** Start Provided entries **
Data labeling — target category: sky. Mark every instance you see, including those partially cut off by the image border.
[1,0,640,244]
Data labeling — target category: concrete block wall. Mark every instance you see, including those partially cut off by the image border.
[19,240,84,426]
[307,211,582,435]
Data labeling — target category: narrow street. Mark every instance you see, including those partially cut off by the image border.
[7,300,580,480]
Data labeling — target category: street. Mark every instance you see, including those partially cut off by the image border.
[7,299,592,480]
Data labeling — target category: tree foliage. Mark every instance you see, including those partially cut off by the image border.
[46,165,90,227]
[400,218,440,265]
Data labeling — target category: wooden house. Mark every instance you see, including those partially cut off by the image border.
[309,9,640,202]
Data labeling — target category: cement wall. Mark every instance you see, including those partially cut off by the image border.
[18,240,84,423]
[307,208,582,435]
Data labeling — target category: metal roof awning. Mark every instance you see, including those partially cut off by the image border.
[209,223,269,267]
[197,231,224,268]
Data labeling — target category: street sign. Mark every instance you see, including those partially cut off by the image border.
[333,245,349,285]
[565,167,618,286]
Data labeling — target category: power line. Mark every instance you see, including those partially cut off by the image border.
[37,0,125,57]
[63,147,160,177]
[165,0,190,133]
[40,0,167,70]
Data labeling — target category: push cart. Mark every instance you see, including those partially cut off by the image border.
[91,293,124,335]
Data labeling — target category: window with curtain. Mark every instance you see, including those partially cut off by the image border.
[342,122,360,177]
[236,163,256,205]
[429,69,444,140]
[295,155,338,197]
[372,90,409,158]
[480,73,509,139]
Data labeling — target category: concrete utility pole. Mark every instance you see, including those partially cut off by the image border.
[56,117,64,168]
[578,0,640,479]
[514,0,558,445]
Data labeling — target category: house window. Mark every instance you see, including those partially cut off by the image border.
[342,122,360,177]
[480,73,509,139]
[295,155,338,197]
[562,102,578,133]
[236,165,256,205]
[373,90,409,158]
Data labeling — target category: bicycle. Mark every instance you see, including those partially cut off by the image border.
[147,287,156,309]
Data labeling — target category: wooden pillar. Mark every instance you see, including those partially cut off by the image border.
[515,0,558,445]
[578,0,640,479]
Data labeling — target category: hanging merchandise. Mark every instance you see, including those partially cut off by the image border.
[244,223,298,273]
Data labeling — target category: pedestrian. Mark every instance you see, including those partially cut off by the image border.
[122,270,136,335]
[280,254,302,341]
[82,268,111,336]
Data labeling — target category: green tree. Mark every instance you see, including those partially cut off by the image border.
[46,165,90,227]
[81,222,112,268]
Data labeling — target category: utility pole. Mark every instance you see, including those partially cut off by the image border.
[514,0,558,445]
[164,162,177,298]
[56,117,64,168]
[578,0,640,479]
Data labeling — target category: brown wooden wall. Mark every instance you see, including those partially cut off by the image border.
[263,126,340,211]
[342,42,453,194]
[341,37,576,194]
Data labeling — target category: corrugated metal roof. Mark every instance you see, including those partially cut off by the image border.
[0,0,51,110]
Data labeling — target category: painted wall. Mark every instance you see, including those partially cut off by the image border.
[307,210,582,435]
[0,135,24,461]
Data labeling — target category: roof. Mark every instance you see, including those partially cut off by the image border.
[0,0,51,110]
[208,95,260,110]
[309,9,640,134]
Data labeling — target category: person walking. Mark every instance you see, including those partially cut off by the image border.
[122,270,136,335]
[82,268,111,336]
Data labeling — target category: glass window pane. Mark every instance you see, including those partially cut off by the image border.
** End Provided entries **
Requirement: Rewrite every line from the one containing "Data labeling — target category: hanging" through the end of the items, both ends included. Keep the text lines unchanged and shift each box coordinate up by 39.

Final result:
Data labeling — target category: hanging merchandise. Mark every instance you see, including those partially cut off by the image border.
[283,262,337,312]
Data labeling — target category: pedestrian. Mark every instance you see, including those partially cut off by the image border.
[161,309,175,374]
[319,293,341,380]
[121,307,150,375]
Data labeling — target category: green tree. Mark every instance you see, including those partially cut off by the image border.
[85,204,129,266]
[120,261,151,307]
Data labeling — target category: utility pole. Mark every instance you see, including those partially cut off by the image border.
[553,39,597,484]
[203,201,216,337]
[95,156,103,207]
[617,39,679,518]
Data labeling — target category: brown wooden wall. Mark every instance you see, including those partially cut off by the image border.
[302,165,379,250]
[381,81,492,233]
[380,76,615,233]
Data labeling — target category: corrugated metal roof. Mark every instance you see, including those partially cut off by the image border.
[39,39,90,149]
Data labeling — target category: painted wall. Mark every instance you see, including those partially cut off by the image border.
[346,249,621,474]
[39,174,63,500]
Data labeling — target category: roof. Mark every instance you see, including those partially cut off by the image border.
[39,39,90,149]
[247,134,299,149]
[348,48,679,173]
Data labeling — target category: person walking. Mark every instance you see, including those partially cut off by the image border.
[161,309,175,374]
[121,307,150,375]
Data labeling — target category: glass window pane. Mark every instance you see, including those partially cut off by the image border.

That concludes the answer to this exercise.